Instructions for the task: Please report every line in the material below where the word "phrase" is found.

Stored data:
#####
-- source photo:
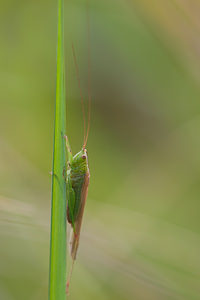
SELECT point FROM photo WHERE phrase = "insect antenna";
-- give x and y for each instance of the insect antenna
(80, 90)
(89, 78)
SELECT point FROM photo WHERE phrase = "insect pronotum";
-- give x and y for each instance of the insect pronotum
(78, 174)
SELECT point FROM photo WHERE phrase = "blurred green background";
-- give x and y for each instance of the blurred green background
(141, 231)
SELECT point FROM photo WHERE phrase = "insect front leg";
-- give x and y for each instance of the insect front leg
(70, 203)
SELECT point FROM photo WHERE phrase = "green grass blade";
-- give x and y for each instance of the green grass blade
(57, 269)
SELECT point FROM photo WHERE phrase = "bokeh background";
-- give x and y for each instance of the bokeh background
(141, 232)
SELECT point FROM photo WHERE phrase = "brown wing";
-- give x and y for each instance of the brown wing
(74, 239)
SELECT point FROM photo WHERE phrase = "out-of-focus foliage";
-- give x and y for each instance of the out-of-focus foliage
(141, 233)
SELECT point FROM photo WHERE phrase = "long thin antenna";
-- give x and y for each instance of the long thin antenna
(89, 77)
(81, 94)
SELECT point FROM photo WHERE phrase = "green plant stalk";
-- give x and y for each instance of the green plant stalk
(57, 269)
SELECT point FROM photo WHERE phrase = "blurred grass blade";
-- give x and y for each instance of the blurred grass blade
(57, 270)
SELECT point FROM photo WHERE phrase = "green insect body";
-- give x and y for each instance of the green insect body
(77, 188)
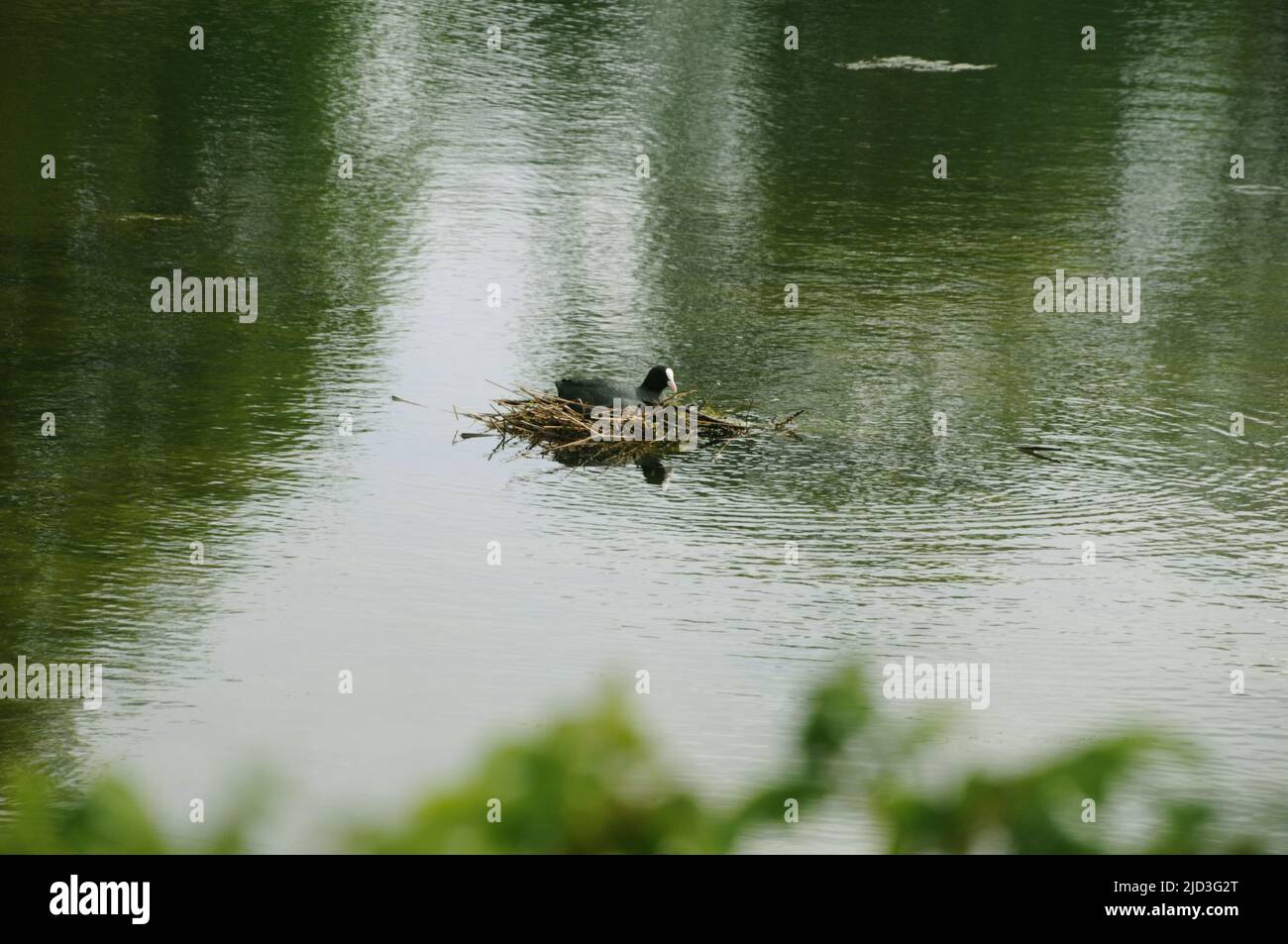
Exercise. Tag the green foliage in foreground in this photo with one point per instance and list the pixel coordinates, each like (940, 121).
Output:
(592, 785)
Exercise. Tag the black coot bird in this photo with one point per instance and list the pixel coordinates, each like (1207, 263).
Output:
(604, 391)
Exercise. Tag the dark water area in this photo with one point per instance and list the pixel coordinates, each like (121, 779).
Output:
(516, 168)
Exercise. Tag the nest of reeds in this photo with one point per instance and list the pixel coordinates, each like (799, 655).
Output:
(580, 434)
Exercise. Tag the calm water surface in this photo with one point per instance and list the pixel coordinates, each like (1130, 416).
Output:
(516, 167)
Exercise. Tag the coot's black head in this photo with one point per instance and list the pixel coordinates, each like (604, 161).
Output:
(660, 378)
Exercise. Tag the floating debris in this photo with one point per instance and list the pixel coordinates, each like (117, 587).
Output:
(912, 63)
(580, 434)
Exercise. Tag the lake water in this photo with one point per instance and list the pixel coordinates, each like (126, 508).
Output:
(516, 167)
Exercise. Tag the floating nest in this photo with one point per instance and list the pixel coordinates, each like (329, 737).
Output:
(578, 434)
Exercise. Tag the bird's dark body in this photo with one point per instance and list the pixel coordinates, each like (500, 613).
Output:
(604, 391)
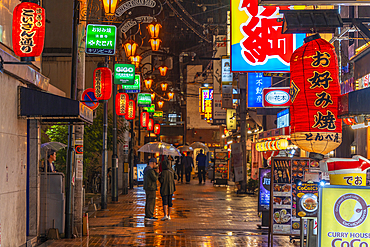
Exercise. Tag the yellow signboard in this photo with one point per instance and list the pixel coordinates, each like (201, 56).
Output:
(344, 216)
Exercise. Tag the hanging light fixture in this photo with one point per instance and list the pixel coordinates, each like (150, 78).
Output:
(148, 83)
(109, 6)
(160, 104)
(163, 70)
(130, 48)
(155, 43)
(135, 60)
(164, 86)
(153, 29)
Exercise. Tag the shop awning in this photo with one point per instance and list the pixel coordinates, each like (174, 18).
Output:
(50, 108)
(355, 103)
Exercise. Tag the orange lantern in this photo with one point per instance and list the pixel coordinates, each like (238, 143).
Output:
(150, 125)
(102, 83)
(144, 119)
(314, 89)
(163, 70)
(121, 104)
(148, 83)
(28, 29)
(131, 111)
(164, 86)
(160, 104)
(157, 129)
(155, 43)
(153, 29)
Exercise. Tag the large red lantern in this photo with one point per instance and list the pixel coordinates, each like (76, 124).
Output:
(28, 29)
(102, 83)
(157, 129)
(131, 110)
(144, 119)
(314, 89)
(150, 125)
(121, 104)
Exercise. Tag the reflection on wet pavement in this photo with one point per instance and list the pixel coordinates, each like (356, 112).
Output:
(203, 215)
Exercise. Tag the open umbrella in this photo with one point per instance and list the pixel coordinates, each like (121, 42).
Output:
(185, 148)
(161, 148)
(50, 145)
(195, 145)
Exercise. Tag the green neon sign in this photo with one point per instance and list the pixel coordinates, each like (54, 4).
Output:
(101, 39)
(133, 88)
(124, 74)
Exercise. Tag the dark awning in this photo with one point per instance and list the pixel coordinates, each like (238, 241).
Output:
(50, 108)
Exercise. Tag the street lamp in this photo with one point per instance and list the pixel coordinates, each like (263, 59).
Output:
(163, 70)
(109, 6)
(130, 48)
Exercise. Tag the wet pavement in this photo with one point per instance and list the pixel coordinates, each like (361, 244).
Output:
(202, 215)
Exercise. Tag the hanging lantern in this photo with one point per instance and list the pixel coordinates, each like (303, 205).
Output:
(349, 121)
(160, 104)
(130, 48)
(28, 29)
(135, 60)
(121, 104)
(144, 119)
(155, 43)
(148, 83)
(163, 70)
(164, 86)
(150, 125)
(109, 6)
(153, 29)
(314, 89)
(102, 83)
(131, 111)
(157, 129)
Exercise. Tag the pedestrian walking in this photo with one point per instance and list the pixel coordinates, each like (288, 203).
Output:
(167, 180)
(201, 162)
(188, 165)
(179, 169)
(150, 187)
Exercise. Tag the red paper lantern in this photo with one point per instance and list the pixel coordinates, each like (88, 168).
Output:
(102, 83)
(28, 29)
(157, 129)
(144, 119)
(150, 125)
(131, 110)
(314, 89)
(121, 104)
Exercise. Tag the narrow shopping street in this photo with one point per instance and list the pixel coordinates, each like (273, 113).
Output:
(203, 215)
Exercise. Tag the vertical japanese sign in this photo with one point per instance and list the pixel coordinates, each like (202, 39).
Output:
(124, 74)
(101, 39)
(343, 216)
(257, 43)
(256, 83)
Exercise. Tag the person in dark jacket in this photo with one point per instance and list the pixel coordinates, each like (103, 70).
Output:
(150, 187)
(167, 180)
(188, 165)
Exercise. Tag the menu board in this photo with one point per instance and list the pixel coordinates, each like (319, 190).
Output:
(264, 189)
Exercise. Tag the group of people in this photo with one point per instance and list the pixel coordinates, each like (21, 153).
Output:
(167, 176)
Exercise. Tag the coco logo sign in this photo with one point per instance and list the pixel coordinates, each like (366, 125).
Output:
(276, 97)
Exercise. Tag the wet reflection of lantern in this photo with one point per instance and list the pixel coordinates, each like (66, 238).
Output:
(150, 125)
(314, 90)
(102, 83)
(144, 119)
(121, 104)
(157, 129)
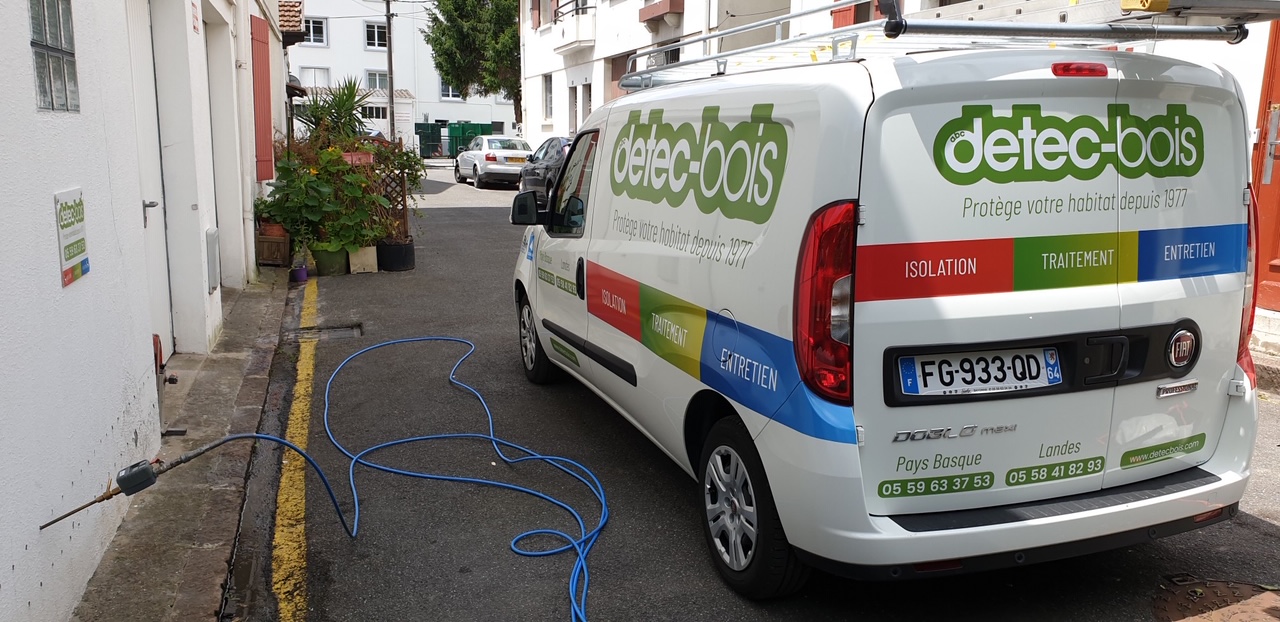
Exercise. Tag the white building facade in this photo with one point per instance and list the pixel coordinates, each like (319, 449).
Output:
(344, 41)
(576, 50)
(129, 168)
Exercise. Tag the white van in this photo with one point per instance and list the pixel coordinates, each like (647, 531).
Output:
(914, 314)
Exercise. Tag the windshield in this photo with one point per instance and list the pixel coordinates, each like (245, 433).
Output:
(508, 143)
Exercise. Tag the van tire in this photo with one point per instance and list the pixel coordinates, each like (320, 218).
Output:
(533, 358)
(772, 568)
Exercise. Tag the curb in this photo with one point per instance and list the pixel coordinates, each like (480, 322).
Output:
(1269, 371)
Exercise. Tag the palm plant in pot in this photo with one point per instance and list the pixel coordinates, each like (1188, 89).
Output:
(400, 170)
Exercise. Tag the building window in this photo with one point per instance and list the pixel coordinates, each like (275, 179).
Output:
(547, 96)
(667, 58)
(318, 31)
(314, 76)
(375, 35)
(53, 50)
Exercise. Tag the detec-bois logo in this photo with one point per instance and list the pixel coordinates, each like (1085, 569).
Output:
(735, 169)
(1029, 146)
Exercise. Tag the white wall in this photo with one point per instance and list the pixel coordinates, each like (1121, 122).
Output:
(186, 140)
(617, 31)
(77, 380)
(415, 69)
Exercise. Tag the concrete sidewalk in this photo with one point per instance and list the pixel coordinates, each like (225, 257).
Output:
(169, 557)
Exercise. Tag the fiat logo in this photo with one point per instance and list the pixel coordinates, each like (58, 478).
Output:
#####
Exercise output:
SELECT point FROM photo WHERE phrase = "insect antenna";
SELECT point FROM photo WHERE phrase = "insect pronotum";
SELECT point FROM photo WHERE phrase = "blurred green background";
SELECT point FROM photo WHERE phrase = "insect front leg";
SELECT point FROM photo WHERE phrase = "green grass blade";
SELECT point FROM photo WHERE phrase = "bokeh background";
SELECT point FROM photo WHERE phrase = "brown wing";
SELECT point FROM photo WHERE phrase = "out-of-focus foliage";
SELECT point FROM photo WHERE phrase = "long thin antenna";
SELECT point FROM photo WHERE phrase = "green plant stalk";
SELECT point FROM photo WHERE phrase = "blurred grass blade";
SELECT point FROM photo WHERE phrase = "green insect body";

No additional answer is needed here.